● **Source**:
Further, cease passing the iterator type into the iterator setup function.
The iterator function can set that itself. Only the direction is required.
Signed-off-by: David Howells <dhowells@redhat.com>
---
block/bio.c | 2
drivers/block/drbd/drbd_main.c | 2
drivers/block/drbd/drbd_receiver.c | 2
drivers/block/loop.c | 9 +-
drivers/block/nbd.c | 12 +-
drivers/isdn/mISDN/l1oip_core.c | 3 -
drivers/misc/vmw_vmci/vmci_queue_pair.c | 6 +
drivers/nvme/target/io-cmd-file.c | 2
drivers/target/iscsi/iscsi_target_util.c | 6 -
drivers/target/target_core_file.c | 6 +
drivers/usb/usbip/usbip_common.c | 2
drivers/xen/pvcalls-back.c | 8 +-
fs/9p/vfs_addr.c | 4 -
fs/9p/vfs_dir.c | 2
fs/9p/xattr.c | 4 -
fs/afs/rxrpc.c | 15 +--
fs/block_dev.c | 2
fs/ceph/file.c | 7 +
fs/cifs/connect.c | 4 -
fs/cifs/file.c | 4 -
fs/cifs/misc.c | 4 -
fs/cifs/smb2ops.c | 4 -
fs/cifs/smbdirect.c | 17 +++
fs/cifs/transport.c | 8 +-
fs/direct-io.c | 2
fs/dlm/lowcomms.c | 2
fs/fuse/file.c | 2
fs/iomap.c | 2
fs/nfsd/vfs.c | 4 -
fs/ocfs2/cluster/tcp.c | 2
fs/orangefs/inode.c | 2
fs/splice.c | 7 +
include/linux/uio.h | 49 ++++++----
lib/iov_iter.c | 154 ++++++++++++++++++------------
mm/filemap.c | 2
mm/page_io.c | 2
net/9p/client.c | 2
net/9p/trans_virtio.c | 2
net/bluetooth/6lowpan.c | 2
net/bluetooth/a2mp.c | 2
net/bluetooth/smp.c | 2
net/ceph/messenger.c | 6 +
net/netfilter/ipvs/ip_vs_sync.c | 2
net/smc/smc_clc.c | 4 -
net/socket.c | 6 +
net/sunrpc/svcsock.c | 2
net/tipc/topsrv.c | 2
net/tls/tls_device.c | 4 -
net/tls/tls_sw.c | 4 -
49 files changed, 223 insertions(+), 182 deletions(-)

● **Dataset excerpts on pointing to objects**:
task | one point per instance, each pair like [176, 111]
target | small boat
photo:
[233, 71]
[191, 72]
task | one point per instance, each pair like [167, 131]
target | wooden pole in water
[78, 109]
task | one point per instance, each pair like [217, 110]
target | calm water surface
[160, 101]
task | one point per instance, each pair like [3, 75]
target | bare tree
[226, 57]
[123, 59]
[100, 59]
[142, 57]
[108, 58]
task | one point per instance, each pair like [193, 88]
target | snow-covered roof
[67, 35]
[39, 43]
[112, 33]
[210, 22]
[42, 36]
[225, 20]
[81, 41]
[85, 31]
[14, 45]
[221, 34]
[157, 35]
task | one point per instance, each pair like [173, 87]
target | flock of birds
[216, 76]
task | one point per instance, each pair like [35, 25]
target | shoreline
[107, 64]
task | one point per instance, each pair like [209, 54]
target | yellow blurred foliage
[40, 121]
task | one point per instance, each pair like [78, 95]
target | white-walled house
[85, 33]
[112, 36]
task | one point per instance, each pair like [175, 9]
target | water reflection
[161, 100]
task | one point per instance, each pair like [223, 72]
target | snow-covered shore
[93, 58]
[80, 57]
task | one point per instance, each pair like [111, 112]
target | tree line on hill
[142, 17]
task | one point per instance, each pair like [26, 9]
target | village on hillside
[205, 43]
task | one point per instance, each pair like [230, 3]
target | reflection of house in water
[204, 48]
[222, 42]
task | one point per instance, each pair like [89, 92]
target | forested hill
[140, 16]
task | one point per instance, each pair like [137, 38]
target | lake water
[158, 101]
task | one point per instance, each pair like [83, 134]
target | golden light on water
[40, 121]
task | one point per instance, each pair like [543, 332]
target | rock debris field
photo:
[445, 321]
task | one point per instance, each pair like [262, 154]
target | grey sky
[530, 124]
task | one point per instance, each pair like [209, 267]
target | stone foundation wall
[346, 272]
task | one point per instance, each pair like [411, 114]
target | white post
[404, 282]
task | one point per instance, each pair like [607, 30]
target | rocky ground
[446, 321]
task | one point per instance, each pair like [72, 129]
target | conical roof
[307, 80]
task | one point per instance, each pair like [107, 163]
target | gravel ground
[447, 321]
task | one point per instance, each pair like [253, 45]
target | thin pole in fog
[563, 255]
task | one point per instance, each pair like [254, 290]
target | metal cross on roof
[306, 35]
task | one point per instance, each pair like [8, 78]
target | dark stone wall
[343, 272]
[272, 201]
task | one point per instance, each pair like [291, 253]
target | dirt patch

● **Required tasks**:
- A) In the kernel patch text, how many files does the final summary line say were changed?
- B) Resume the kernel patch text after its last line.

● **Task-by-task outputs**:
- A) 49 files were changed.

- B)
diff --git a/block/bio.c b/block/bio.c
index 047c5dca6d90..df999480c0f4 100644
--- a/block/bio.c
+++ b/block/bio.c
@@ -1330,7 +1330,7 @@ struct bio *bio_copy_user_iov(struct request_queue *q,
/*
* success
*/
- if (((iter->type & WRITE) && (!map_data || !map_data->null_mapped)) ||
+ if ((iov_iter_rw(iter) == WRITE && (!map_data || !map_data->null_mapped)) ||
(map_data && map_data->from_user)) {
ret = bio_copy_from_iter(bio, iter);
if (ret)
diff --git a/drivers/block/drbd/drbd_main.c b/drivers/block/drbd/drbd_main.c
index a80809bd3057..53d840ab1df2 100644
--- a/drivers/block/drbd/drbd_main.c
+++ b/drivers/block/drbd/drbd_main.c
@@ -1856,7 +1856,7 @@ int drbd_send(struct drbd_connection *connection, struct socket *sock,
/* THINK if (signal_pending) return ... ? */
- iov_iter_kvec(&msg.msg_iter, WRITE | ITER_KVEC, &iov, 1, size);
+ iov_iter_kvec(&msg.msg_iter, WRITE, &iov, 1, size);
if (sock == connection->data.socket) {
rcu_read_lock();
diff --git a/drivers/block/drbd/drbd_receiver.c b/drivers/block/drbd/drbd_receiver.c
index be9450f5ad1c..d1b05e124325 100644
--- a/drivers/block/drbd/drbd_receiver.c
+++ b/drivers/block/drbd/drbd_receiver.c
@@ -516,7 +516,7 @@ static int drbd_recv_short(struct socket *sock, void *buf, size_t size, int flag
struct msghdr msg = {
.msg_flags = (flags ? flags : MSG_WAITALL | MSG_NOSIGNAL)
};
- iov_iter_kvec(&msg.msg_iter, READ | ITER_KVEC, &iov, 1, size);
+ iov_iter_kvec(&msg.msg_iter, READ, &iov, 1, size);
return sock_recvmsg(sock, &msg, msg.msg_flags);
}
diff --git a/drivers/block/loop.c b/drivers/block/loop.c
index 4cb1d1be3cfb..13598884a787 100644
--- a/drivers/block/loop.c
+++ b/drivers/block/loop.c
@@ -268,7 +268,7 @@ static int lo_write_bvec(struct file *file, struct bio_vec *bvec, loff_t *ppos)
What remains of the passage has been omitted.